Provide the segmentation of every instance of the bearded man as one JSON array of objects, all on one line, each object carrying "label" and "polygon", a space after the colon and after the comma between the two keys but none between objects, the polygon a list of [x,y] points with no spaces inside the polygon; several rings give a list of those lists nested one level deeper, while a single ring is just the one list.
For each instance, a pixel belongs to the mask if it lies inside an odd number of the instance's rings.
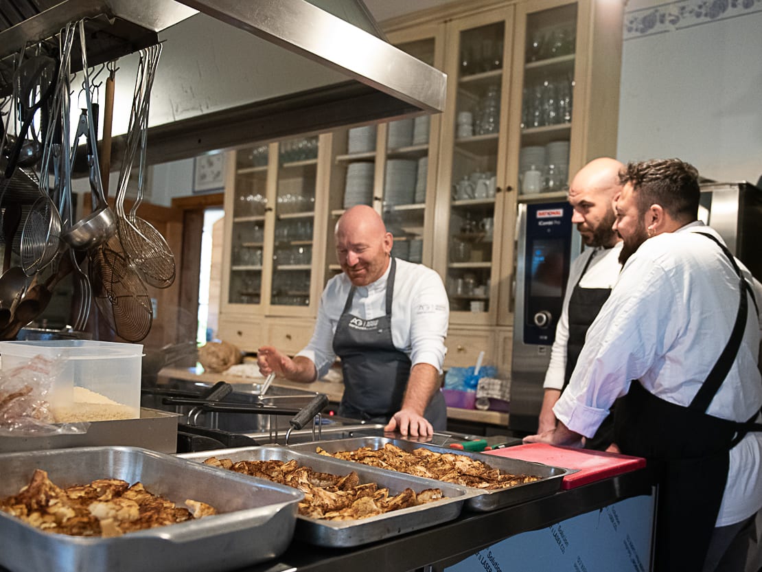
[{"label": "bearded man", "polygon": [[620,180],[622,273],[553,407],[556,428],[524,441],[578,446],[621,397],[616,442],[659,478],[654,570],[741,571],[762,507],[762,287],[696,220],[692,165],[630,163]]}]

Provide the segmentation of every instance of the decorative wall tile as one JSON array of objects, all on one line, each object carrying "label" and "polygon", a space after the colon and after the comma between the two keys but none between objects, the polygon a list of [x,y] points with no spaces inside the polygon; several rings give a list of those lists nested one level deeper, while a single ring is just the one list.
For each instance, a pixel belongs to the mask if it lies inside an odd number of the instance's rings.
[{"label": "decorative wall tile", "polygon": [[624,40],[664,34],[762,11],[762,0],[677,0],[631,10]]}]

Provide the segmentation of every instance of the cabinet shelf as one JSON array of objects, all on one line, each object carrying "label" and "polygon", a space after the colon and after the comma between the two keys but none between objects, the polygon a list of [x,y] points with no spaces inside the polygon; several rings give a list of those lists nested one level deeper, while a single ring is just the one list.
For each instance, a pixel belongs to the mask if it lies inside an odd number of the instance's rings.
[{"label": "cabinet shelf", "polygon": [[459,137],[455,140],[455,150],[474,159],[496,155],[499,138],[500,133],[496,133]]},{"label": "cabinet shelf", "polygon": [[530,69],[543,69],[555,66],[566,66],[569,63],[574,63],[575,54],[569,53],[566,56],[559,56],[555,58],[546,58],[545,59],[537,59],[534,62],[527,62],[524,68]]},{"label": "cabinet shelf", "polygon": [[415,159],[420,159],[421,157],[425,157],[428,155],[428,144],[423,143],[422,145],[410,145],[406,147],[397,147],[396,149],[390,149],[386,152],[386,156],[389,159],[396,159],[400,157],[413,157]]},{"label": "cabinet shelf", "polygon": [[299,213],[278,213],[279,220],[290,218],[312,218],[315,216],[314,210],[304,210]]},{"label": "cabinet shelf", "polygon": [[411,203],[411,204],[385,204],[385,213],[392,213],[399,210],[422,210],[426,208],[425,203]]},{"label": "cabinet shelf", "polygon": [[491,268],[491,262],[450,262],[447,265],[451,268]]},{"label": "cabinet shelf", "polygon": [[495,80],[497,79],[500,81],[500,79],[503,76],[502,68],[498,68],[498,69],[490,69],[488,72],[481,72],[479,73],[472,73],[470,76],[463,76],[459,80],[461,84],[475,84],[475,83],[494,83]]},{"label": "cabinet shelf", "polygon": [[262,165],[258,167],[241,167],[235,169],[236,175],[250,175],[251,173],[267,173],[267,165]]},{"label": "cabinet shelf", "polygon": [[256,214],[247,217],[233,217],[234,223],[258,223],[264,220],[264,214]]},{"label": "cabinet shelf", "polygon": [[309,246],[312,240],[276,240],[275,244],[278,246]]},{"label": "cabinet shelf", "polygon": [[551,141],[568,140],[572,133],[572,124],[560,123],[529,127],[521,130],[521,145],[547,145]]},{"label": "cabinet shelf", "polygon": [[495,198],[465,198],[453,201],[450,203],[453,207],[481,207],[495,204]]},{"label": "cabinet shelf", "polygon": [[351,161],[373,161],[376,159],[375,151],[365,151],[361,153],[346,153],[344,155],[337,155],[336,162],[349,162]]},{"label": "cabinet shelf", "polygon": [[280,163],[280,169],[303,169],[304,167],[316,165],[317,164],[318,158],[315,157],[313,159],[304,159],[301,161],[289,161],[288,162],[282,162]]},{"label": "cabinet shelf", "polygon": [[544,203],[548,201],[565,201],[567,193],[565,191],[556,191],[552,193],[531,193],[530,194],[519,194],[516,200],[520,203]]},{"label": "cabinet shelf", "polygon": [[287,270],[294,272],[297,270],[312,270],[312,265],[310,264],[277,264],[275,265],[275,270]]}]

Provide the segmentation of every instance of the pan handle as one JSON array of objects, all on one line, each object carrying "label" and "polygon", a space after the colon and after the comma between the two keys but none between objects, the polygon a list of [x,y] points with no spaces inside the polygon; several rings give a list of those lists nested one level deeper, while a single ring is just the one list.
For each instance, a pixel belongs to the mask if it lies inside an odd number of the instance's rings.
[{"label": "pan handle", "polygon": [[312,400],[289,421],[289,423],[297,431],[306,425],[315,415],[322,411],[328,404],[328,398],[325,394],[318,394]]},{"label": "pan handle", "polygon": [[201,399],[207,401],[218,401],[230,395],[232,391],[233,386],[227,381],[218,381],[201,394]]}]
^^^^^^^^^^^^^^^^
Task brief
Render every line of the material above as a numbered list, skipping the blank lines and leaving out the pictures.

Task response
1. Provide the segmentation of every instance of the bearded man as one JSON array of objects, all on one line, each object carrying "label" and "polygon", a space after the colon and after the comma between the two keys but none between objects, the polygon a list of [x,y] points with no spaces inside the polygon; several rings give a list of those lists nested one level deeper, while a single ring is just the one list.
2. For each instance, a pixel belongs to the mask if it lies inside an odd number of the instance's rings.
3. [{"label": "bearded man", "polygon": [[620,180],[622,273],[553,407],[556,428],[524,441],[578,446],[621,397],[616,442],[659,478],[654,570],[741,571],[762,507],[762,287],[696,220],[692,165],[630,163]]}]
4. Provide the segmentation of every instance of the decorative wall tile as one JSON array of objects, all on one line, each object carrying "label" and "polygon", a space after the colon and after the comma between the two keys but none between objects, the polygon a list of [x,y] points with no spaces inside the polygon; several rings give a list of those lists nested one level deeper, while a single ring is just the one list.
5. For each instance, a pixel belongs to the mask if it lies inside an odd number of the instance's rings.
6. [{"label": "decorative wall tile", "polygon": [[624,40],[664,34],[762,11],[762,0],[677,0],[631,10]]}]
7. Provide the segmentation of every instance of the cabinet shelf as one JSON array of objects, all on one line, each object carrying "label" and "polygon", a space after the colon and after the comma between the two keys but none between objects, the polygon a list of [x,y] points with no spaces inside the polygon; several rings give a list of those lists nested one level deeper, while a single ring is just the one list.
8. For each instance, a pixel belongs to the mask if it lies inside an odd number of the instance's rings.
9. [{"label": "cabinet shelf", "polygon": [[459,137],[455,140],[455,150],[474,159],[496,155],[499,138],[500,133],[496,133]]},{"label": "cabinet shelf", "polygon": [[530,69],[543,69],[555,66],[566,66],[569,63],[574,63],[575,54],[569,53],[566,56],[559,56],[555,58],[546,58],[545,59],[537,59],[534,62],[527,62],[524,68]]},{"label": "cabinet shelf", "polygon": [[415,159],[420,159],[421,157],[425,157],[428,155],[428,144],[423,143],[422,145],[410,145],[406,147],[397,147],[396,149],[390,149],[386,152],[386,156],[389,159],[396,159],[400,157],[413,157]]},{"label": "cabinet shelf", "polygon": [[299,213],[278,213],[279,220],[290,218],[312,218],[315,216],[314,210],[304,210]]},{"label": "cabinet shelf", "polygon": [[411,203],[411,204],[385,204],[385,213],[392,213],[399,210],[422,210],[426,208],[425,203]]},{"label": "cabinet shelf", "polygon": [[491,268],[491,262],[450,262],[447,265],[451,268]]},{"label": "cabinet shelf", "polygon": [[495,80],[497,79],[500,81],[500,79],[503,76],[502,68],[498,68],[498,69],[490,69],[488,72],[481,72],[479,73],[472,73],[470,76],[463,76],[459,80],[461,84],[475,84],[475,83],[494,83]]},{"label": "cabinet shelf", "polygon": [[262,165],[258,167],[241,167],[235,169],[236,175],[250,175],[251,173],[267,173],[267,165]]},{"label": "cabinet shelf", "polygon": [[256,214],[247,217],[233,217],[234,223],[258,223],[264,220],[264,214]]},{"label": "cabinet shelf", "polygon": [[309,246],[312,240],[276,240],[275,244],[278,246]]},{"label": "cabinet shelf", "polygon": [[551,141],[568,140],[572,133],[572,124],[560,123],[529,127],[521,130],[521,145],[547,145]]},{"label": "cabinet shelf", "polygon": [[495,198],[465,198],[453,201],[450,203],[453,207],[481,207],[495,204]]},{"label": "cabinet shelf", "polygon": [[351,161],[373,161],[376,159],[375,151],[365,151],[361,153],[346,153],[344,155],[337,155],[336,162],[349,162]]},{"label": "cabinet shelf", "polygon": [[280,163],[280,169],[303,169],[304,167],[316,165],[317,164],[318,158],[315,157],[313,159],[304,159],[301,161],[289,161],[288,162],[282,162]]},{"label": "cabinet shelf", "polygon": [[544,203],[548,201],[565,201],[567,193],[565,191],[556,191],[552,193],[531,193],[530,194],[519,194],[516,200],[520,203]]},{"label": "cabinet shelf", "polygon": [[287,270],[294,272],[297,270],[312,270],[312,265],[310,264],[277,264],[275,265],[275,270]]}]
10. Provide the segmentation of every instance of the pan handle as one JSON array of objects, all on one line, each object carrying "label" and "polygon", a space after the colon and after the comma between the two keys but none between objects, the polygon a list of [x,y] points with no spaces inside the polygon; several rings give a list of those lists nested one level deeper, while a single ring is just the one list.
11. For each instance, a pixel belongs to the mask if it lies inside an odd number of the instance's rings.
12. [{"label": "pan handle", "polygon": [[312,400],[289,421],[289,423],[297,431],[306,425],[315,415],[322,411],[328,404],[328,398],[325,394],[318,394]]},{"label": "pan handle", "polygon": [[201,399],[207,401],[218,401],[230,395],[232,391],[233,386],[227,381],[218,381],[201,394]]}]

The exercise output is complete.